Déclaration des créances ayant un caractère
alimentaire
Chambre commerciale, 8 octobre 2003
arrêt n° 1
Chambre commerciale, 8 octobre 2003 (, arrêt n° 2)
Chambre commerciale, 8 octobre 2003 arrêt n° 3
Chambre commerciale, 19 novembre 2003
arrêt n° 4
La chambre commerciale admet, par des
arrêts commentés au rapport, une dérogation à l'obligation
générale de déclarer les créances antérieures en faveur des créanciers
d'aliments.
Par les arrêts n° 1 et 3, la chambre commerciale énonce,
dans des "chapeaux intérieurs de principe", d'une part que "la créance née
de la prestation compensatoire, qui présente pour partie un caractère
alimentaire, n'a pas à être déclarée au passif du débiteur et échappe ainsi
à l'extinction faute de déclaration", d'autre part que "la créance née de la
pension alimentaire peut être payée sans avoir à être déclarée au passif du
débiteur soumis à procédure collective".
La chambre précise à cette occasion (arrêt n° 3) que "la créance d'aliments,
qui est une dette personnelle du débiteur soumis à procédure collective,
doit être payée sur les revenus dont il conserve la disposition, ou bien
être recouvrée par la voie de la procédure de paiement direct ou de
recouvrement public des pensions alimentaires".
Par l'arrêt n° 2, la chambre commerciale confirme sa
jurisprudence en ce qui concerne les créanciers d'aliments dont la créance
est née postérieurement à l'ouverture de la procédure collective (article 40
de la loi du 25 janvier 1985, devenu l'article L. 621-32 du Code de
commerce). Ce sont les règles du droit commun qui s'appliquent. Ils doivent
être payés à l'échéance comme s'il n'y avait pas de procédure en cours.

[Entrées issues d'une collection]
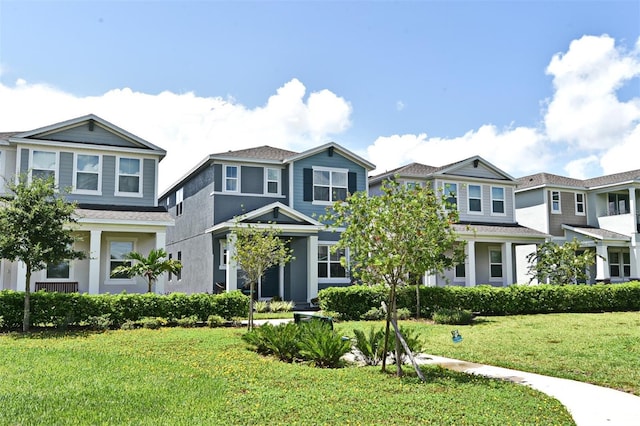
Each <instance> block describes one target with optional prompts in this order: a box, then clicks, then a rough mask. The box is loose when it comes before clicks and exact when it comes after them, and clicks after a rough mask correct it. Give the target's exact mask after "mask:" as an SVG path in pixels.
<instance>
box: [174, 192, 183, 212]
mask: <svg viewBox="0 0 640 426" xmlns="http://www.w3.org/2000/svg"><path fill="white" fill-rule="evenodd" d="M183 197H184V191H183V188H180V189H178V190H177V191H176V216H182V208H183V201H184V200H183Z"/></svg>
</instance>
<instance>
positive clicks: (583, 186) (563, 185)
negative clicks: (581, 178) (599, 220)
mask: <svg viewBox="0 0 640 426" xmlns="http://www.w3.org/2000/svg"><path fill="white" fill-rule="evenodd" d="M630 180H638V181H640V170H630V171H627V172H622V173H614V174H611V175H605V176H598V177H595V178H591V179H573V178H570V177H566V176H560V175H554V174H552V173H536V174H534V175H529V176H524V177H521V178H518V190H522V189H526V188H532V187H537V186H542V185H549V186H568V187H573V188H593V187H596V186H603V185H614V184H616V183H622V182H628V181H630Z"/></svg>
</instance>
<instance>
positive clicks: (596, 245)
mask: <svg viewBox="0 0 640 426" xmlns="http://www.w3.org/2000/svg"><path fill="white" fill-rule="evenodd" d="M596 254H597V256H596V282H603V281H605V280H608V279H610V278H611V275H609V259H608V256H607V246H606V245H604V244H603V243H600V244H598V245H596Z"/></svg>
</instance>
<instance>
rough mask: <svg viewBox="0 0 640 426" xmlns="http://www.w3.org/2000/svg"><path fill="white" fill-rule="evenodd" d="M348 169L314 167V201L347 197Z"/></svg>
mask: <svg viewBox="0 0 640 426" xmlns="http://www.w3.org/2000/svg"><path fill="white" fill-rule="evenodd" d="M347 184H348V178H347V171H337V170H324V169H322V170H319V169H313V201H328V202H334V201H343V200H346V199H347Z"/></svg>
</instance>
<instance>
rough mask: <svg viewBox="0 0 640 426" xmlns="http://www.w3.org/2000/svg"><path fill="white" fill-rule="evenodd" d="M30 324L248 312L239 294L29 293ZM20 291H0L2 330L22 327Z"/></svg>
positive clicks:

Action demandée:
Transcrivez, s'il vous plaît, tout ce qui va dans l'extrait de « Par l'arrêt n° » jusqu'à « procédure en cours. ». Les entrées ne servent à rien pour ce qui est demandé ici.

Réponse attendue:
Par l'arrêt n° 2, la chambre commerciale confirme sa
jurisprudence en ce qui concerne les créanciers d'aliments dont la créance
est née postérieurement à l'ouverture de la procédure collective (article 40
de la loi du 25 janvier 1985, devenu l'article L. 621-32 du Code de
commerce). Ce sont les règles du droit commun qui s'appliquent. Ils doivent
être payés à l'échéance comme s'il n'y avait pas de procédure en cours.